** Start of MATERIAL TO PROCESS **
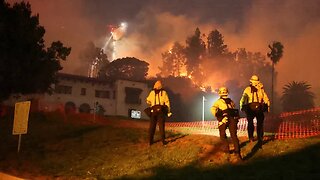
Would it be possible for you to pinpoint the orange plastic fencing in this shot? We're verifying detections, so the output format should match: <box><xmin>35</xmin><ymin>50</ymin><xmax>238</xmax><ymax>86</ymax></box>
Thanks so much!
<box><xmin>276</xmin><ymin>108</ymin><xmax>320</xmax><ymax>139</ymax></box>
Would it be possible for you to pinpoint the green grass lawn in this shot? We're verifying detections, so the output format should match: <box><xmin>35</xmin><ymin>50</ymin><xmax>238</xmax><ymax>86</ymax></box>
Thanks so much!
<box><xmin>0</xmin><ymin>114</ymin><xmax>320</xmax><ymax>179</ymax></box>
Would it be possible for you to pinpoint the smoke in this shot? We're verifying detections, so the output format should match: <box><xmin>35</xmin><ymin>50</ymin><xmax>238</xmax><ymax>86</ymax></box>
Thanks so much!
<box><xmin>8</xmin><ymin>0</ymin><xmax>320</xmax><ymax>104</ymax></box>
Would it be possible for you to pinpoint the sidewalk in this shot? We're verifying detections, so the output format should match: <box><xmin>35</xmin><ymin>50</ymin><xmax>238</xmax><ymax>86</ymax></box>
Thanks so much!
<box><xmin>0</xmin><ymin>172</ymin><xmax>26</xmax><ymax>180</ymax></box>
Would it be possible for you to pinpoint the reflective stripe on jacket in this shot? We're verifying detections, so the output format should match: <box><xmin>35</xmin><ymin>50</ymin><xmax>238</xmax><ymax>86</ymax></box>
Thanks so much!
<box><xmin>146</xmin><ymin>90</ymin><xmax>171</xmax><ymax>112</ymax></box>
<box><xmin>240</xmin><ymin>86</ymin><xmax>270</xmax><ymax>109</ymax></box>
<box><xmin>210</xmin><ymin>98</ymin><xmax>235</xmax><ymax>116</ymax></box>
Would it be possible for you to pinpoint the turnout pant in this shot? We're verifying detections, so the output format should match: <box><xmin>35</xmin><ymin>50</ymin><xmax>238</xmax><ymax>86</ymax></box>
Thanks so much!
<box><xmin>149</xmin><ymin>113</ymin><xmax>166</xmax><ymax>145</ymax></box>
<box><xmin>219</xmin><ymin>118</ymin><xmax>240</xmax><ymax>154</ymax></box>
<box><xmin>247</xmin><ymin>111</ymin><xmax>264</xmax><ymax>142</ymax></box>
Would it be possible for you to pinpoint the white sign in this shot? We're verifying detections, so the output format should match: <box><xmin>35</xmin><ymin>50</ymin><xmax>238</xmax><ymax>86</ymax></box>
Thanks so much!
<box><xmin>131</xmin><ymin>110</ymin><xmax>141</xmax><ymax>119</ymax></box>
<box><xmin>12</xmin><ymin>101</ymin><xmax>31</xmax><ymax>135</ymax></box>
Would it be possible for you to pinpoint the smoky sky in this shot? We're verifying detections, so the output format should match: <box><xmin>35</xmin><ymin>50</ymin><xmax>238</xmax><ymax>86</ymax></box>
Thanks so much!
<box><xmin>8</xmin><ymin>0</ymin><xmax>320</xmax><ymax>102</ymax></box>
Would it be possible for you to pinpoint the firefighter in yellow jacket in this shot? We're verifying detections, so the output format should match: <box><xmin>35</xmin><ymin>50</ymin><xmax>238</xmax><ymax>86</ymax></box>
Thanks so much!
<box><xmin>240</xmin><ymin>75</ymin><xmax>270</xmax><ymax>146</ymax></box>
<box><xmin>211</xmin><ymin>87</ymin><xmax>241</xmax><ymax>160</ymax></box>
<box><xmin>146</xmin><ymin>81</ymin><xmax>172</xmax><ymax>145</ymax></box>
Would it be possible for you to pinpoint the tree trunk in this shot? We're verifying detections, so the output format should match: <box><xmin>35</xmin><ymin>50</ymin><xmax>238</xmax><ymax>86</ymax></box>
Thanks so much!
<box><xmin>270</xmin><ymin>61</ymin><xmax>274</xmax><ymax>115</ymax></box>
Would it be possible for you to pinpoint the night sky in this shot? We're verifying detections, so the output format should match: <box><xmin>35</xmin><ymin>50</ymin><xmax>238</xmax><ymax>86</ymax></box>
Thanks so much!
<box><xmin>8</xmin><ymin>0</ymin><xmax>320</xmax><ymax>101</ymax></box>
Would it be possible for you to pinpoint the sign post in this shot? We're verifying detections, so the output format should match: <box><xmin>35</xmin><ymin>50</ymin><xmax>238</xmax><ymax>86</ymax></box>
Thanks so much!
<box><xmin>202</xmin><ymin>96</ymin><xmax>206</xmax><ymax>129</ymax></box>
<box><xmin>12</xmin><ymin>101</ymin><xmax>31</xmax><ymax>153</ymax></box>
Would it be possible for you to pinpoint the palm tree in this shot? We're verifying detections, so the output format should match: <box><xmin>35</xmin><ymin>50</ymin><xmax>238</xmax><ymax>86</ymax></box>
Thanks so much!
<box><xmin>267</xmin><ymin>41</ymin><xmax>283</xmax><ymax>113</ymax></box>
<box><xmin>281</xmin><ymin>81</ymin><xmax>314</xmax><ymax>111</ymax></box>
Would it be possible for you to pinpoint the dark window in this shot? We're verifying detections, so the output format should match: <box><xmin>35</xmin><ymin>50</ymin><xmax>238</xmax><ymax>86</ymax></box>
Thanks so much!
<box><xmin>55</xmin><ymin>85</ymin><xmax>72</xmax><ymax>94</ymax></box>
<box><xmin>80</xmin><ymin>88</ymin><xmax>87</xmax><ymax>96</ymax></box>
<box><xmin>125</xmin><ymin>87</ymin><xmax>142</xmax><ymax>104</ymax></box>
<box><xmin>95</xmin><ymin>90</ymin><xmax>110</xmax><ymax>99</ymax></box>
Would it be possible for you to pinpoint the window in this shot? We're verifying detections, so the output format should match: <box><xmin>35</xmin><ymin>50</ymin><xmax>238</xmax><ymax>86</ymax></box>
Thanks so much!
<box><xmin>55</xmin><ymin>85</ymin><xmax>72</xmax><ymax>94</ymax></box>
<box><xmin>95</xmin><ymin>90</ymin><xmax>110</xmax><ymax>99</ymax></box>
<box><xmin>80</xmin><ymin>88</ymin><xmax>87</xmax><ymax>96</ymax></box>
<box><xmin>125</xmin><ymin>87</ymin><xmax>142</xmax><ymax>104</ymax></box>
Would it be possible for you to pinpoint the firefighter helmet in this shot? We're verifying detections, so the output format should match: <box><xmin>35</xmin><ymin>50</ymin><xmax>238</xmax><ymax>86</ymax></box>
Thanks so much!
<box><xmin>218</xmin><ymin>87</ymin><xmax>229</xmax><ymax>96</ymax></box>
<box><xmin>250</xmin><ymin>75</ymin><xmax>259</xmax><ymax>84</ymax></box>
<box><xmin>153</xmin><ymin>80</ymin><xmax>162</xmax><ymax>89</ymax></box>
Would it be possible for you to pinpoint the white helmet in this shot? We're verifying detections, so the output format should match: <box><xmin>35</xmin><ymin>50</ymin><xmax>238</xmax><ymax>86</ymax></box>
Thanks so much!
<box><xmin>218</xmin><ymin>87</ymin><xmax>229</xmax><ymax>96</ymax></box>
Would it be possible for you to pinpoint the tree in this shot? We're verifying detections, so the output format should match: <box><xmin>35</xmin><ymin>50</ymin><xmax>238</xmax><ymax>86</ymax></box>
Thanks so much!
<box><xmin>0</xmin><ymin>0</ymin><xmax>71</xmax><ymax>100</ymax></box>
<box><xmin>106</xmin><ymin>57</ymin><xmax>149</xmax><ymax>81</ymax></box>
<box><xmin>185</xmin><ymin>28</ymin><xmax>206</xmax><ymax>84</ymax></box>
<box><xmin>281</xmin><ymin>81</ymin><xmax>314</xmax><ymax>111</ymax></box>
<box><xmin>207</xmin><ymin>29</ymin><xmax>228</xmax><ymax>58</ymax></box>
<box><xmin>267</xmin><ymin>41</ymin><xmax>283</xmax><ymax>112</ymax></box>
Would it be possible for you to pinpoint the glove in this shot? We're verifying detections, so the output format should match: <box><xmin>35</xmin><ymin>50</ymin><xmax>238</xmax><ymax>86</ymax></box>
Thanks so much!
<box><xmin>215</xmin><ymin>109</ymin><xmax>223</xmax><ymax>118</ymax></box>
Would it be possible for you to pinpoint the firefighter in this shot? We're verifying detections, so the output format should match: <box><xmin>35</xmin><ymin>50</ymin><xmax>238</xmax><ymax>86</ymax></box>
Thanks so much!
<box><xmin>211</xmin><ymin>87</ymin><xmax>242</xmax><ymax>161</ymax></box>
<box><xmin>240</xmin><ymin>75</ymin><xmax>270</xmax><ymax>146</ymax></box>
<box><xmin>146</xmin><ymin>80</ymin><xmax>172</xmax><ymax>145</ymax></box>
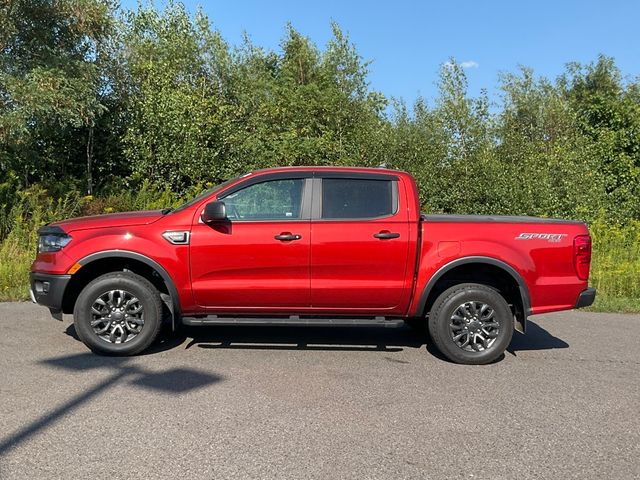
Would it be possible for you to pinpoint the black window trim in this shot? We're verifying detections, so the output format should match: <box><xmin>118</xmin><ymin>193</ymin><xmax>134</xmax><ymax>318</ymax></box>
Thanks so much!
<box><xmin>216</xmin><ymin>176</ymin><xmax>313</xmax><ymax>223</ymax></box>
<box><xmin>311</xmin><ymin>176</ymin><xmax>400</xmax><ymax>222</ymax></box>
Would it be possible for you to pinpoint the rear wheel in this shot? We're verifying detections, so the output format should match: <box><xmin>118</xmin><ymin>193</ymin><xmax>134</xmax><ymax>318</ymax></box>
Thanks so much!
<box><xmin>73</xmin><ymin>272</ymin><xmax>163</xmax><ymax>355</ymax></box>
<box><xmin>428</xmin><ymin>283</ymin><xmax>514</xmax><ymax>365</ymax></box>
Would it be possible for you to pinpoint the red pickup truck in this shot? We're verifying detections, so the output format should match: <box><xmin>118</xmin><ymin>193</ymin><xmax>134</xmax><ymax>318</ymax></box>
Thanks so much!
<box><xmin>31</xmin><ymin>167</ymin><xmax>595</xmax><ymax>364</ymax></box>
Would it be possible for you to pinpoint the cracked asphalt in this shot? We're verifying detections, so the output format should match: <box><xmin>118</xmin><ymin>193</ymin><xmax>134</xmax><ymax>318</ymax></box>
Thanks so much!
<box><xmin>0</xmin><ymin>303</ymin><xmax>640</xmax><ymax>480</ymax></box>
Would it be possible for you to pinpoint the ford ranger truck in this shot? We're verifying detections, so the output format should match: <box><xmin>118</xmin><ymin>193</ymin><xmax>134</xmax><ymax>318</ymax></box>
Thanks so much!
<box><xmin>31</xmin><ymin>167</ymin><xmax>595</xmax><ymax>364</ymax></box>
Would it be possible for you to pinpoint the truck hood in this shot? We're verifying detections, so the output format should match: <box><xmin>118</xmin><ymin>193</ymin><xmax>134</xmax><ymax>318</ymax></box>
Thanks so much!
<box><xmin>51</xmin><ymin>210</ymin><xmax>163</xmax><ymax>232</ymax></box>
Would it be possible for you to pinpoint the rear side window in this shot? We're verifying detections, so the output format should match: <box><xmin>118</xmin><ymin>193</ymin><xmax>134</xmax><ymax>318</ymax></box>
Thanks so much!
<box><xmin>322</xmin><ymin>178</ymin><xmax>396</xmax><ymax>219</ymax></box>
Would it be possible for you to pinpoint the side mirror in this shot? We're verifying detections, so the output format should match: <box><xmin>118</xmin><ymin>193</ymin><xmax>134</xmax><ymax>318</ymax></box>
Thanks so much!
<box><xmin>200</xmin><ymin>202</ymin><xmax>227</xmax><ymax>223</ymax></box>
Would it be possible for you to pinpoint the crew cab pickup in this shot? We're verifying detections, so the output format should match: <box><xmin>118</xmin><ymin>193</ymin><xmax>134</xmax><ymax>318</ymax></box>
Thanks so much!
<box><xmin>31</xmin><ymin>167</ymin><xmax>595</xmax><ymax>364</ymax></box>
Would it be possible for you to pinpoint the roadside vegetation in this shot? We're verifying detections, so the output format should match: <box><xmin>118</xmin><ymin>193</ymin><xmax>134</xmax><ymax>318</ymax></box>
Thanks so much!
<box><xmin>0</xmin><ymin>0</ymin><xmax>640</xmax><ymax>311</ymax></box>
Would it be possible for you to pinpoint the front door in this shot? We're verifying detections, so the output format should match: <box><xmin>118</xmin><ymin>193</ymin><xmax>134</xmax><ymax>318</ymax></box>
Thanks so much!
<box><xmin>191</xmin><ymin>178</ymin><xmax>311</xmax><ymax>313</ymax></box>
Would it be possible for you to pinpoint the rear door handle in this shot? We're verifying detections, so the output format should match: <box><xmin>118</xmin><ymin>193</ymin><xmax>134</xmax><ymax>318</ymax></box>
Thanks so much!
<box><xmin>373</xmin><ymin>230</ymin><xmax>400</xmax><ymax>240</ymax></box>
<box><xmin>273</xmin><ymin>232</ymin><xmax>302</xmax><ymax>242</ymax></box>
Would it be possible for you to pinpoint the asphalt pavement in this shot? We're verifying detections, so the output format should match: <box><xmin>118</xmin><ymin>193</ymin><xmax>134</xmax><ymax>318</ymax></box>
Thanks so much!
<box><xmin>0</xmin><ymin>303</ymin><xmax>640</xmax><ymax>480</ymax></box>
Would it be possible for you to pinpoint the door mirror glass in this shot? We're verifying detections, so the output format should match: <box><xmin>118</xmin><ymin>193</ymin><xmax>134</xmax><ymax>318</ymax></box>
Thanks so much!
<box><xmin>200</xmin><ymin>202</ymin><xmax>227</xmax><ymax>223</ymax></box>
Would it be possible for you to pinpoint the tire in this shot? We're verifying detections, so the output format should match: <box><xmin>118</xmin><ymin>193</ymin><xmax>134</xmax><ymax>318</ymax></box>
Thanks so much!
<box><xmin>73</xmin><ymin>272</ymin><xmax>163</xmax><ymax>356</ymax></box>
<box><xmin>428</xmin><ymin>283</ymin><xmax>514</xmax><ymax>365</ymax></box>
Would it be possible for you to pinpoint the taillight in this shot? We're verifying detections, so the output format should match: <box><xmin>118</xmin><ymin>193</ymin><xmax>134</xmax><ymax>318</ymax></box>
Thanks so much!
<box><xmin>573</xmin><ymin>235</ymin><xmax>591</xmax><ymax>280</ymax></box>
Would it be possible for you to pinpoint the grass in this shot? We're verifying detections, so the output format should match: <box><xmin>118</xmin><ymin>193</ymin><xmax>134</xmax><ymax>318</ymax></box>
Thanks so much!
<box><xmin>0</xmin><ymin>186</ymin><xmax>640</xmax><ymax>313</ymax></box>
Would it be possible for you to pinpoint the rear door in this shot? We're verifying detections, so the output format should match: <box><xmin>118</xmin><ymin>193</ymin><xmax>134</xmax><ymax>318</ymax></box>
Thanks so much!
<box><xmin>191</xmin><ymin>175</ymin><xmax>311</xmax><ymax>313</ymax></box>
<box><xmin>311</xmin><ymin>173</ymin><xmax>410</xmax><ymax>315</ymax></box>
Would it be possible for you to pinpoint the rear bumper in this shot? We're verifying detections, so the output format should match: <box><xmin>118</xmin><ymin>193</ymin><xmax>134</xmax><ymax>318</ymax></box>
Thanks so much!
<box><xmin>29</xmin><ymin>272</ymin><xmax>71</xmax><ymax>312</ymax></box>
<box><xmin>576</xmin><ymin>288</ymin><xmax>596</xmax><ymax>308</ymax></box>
** End of MATERIAL TO PROCESS **
REQUIREMENTS — Show each line of the rows above that contains the word "jacket". Case counts.

SOLUTION TO THE PROBLEM —
Would it be possible for you to pinpoint the reflective stripe on jacket in this shot? We're verifying detections, so the output format should match: <box><xmin>35</xmin><ymin>50</ymin><xmax>238</xmax><ymax>86</ymax></box>
Would it be possible for you to pinpoint the firefighter in yellow jacket in this shot? We're verifying detections, so the output format should match: <box><xmin>35</xmin><ymin>50</ymin><xmax>238</xmax><ymax>86</ymax></box>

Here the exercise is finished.